EXERCISE BRIEF> Repeat what the lines below say, word for word, and skip every image.

SUPPLIED DATA>
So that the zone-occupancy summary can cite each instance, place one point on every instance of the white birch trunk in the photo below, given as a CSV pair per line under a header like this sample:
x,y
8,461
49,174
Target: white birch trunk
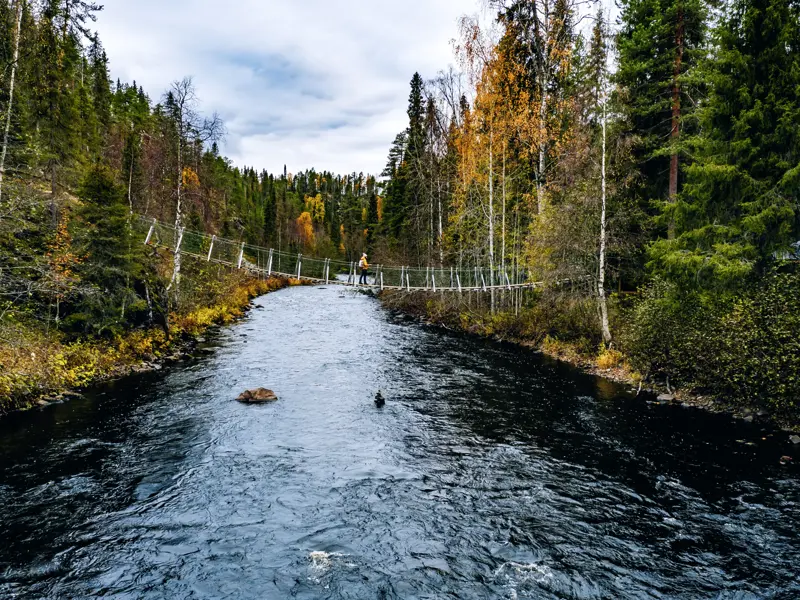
x,y
176,269
491,220
542,142
601,278
17,35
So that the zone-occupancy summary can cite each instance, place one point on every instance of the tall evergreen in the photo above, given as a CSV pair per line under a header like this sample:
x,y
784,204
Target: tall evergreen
x,y
740,204
660,43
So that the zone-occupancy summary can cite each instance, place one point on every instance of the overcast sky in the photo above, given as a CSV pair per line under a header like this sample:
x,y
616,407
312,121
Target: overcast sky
x,y
308,83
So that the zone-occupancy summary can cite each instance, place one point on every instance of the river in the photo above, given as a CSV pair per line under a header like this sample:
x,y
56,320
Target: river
x,y
490,473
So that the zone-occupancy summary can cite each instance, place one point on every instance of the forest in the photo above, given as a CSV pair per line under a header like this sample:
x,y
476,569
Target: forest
x,y
646,171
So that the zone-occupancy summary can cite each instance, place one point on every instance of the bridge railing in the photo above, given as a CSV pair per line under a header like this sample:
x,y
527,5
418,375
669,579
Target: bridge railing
x,y
271,261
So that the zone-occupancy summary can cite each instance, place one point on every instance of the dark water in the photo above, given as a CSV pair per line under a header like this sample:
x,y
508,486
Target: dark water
x,y
490,473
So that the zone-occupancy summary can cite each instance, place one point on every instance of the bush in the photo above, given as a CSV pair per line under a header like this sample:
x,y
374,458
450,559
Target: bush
x,y
743,349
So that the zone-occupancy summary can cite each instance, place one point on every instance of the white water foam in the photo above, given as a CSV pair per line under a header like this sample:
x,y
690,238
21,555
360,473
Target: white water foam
x,y
518,577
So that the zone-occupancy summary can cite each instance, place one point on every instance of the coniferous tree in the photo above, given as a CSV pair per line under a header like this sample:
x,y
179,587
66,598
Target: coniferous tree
x,y
740,204
659,45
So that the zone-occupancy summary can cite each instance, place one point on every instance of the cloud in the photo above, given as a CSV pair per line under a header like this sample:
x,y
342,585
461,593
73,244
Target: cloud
x,y
306,83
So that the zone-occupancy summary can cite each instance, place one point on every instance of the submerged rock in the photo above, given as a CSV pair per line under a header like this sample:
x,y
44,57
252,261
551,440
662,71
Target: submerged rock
x,y
257,396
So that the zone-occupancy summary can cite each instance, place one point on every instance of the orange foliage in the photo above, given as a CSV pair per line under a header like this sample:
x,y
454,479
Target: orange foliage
x,y
190,178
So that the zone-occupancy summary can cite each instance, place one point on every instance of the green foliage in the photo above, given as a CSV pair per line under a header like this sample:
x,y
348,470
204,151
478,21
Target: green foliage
x,y
744,350
740,203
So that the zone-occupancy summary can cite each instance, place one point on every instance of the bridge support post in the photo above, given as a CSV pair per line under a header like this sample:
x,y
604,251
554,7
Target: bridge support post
x,y
150,233
211,248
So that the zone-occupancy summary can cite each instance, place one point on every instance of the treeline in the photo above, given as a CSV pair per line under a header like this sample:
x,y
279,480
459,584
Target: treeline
x,y
83,157
674,175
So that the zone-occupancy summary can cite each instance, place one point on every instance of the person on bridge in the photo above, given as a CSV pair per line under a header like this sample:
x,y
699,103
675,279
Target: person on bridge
x,y
364,266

WRITTEN RESPONSE>
So that the zone-occupancy summary can cite each instance, place one point on every instance of the white birch trunk in the photo below, given as a CSV pair per line under a header like this sample:
x,y
8,461
49,174
Target: white birch trunk
x,y
176,269
491,220
542,142
601,278
17,35
So that the zone-occupancy summary can cite each instance, place one point on every instance of the tall evergreen in the photo above, given as a CSV pair per line under a header like this sample:
x,y
784,204
Target: tall evergreen
x,y
740,204
660,43
So that the zone-occupancy summary can cite each instance, place one point on every instance of the overcast sky in the photo above, given as a CSV pair per line under a header like this sample:
x,y
616,407
312,121
Target: overcast sky
x,y
308,83
So that the zone-occupancy summary can cite each instance, place one point on every instance of the river in the photo above, given as a CSV pair per line under a header like this sample:
x,y
56,320
Target: river
x,y
490,473
So that the zone-occupancy summary can cite each instance, place one point on every instance of the forest in the photo above, given as a CSV pair per line under a header like this sample:
x,y
476,569
Target: forest
x,y
646,171
So that the zone-occupancy summary can cite each instance, place one point on every instance of the bridge railing in the photo above, given as a CSV pair per line under a header like this sample:
x,y
527,5
418,375
669,579
Target: bridge railing
x,y
271,261
So that the zone-occupancy summary can cite each instance, place one point on every instance of the dark water in the photo above, given as a CSV pair per line under a header like this sample:
x,y
508,486
Target: dark water
x,y
490,473
So that the zone-occupancy summary can cite each instance, place one point on every instance of the bush in the photo above, given as a CSV pair per line under a header like this sample:
x,y
374,458
450,559
Target: bush
x,y
743,349
So that the zone-occupancy summary can cite each instance, place one point on every instance of the white water foam in the photo above, given as a CSV pair per line under a header like this sample:
x,y
690,238
21,555
360,473
Target: white water foam
x,y
518,577
So that the zone-occupancy summary can cite each instance, place one point on every instance of the coniferous tree in the photo above, given as a CSV pair per line under a header like this sample:
x,y
179,587
66,598
Target: coniferous tree
x,y
740,204
659,45
So that the zone-occupancy summary can cite each instance, place one point on every instance of the cloud in the photo above, given as a CSV pair per line under a header like this sample:
x,y
342,585
461,593
73,244
Target: cloud
x,y
306,83
So that the zone-occupancy summary can cite each instance, place one point on every instance of the submerged rock in the photo above, given as a CSV pair per line under a header like this sample:
x,y
44,57
252,261
551,440
662,71
Target: submerged rock
x,y
257,396
So that the zone-occupancy summary can cite each instance, place one point on every instance of the orange foliage in the photo above, given as a CSV pair per line under a header like this sample:
x,y
454,479
Target: orange foliage
x,y
190,178
So that the zone-occupancy summary can cite each instance, place one point on every instance of the green foliage in the photo above, given as a CSV pair per line under a header like this sample:
x,y
348,470
204,151
478,21
Target: green foliage
x,y
744,350
740,203
So that the zone-occupancy summary can cite each instance, place one point on every instance of the bridge support post in the photo above, given as a CSV pair per line under a header like this sample:
x,y
604,251
554,7
Target: bridge support post
x,y
150,233
211,248
So that the zone-occupancy summary can cite each instance, place one point on every instance of the treeline in the photo above, given as a CSV pair per line under a header like this sample:
x,y
279,480
459,584
Target: treeline
x,y
83,157
674,175
So that the zone-occupancy summary can cite each instance, place one point on every instance of the person on bridge in the photo above, given as a CSV pair per line under a header like this sample:
x,y
699,103
675,279
Target: person on bridge
x,y
364,266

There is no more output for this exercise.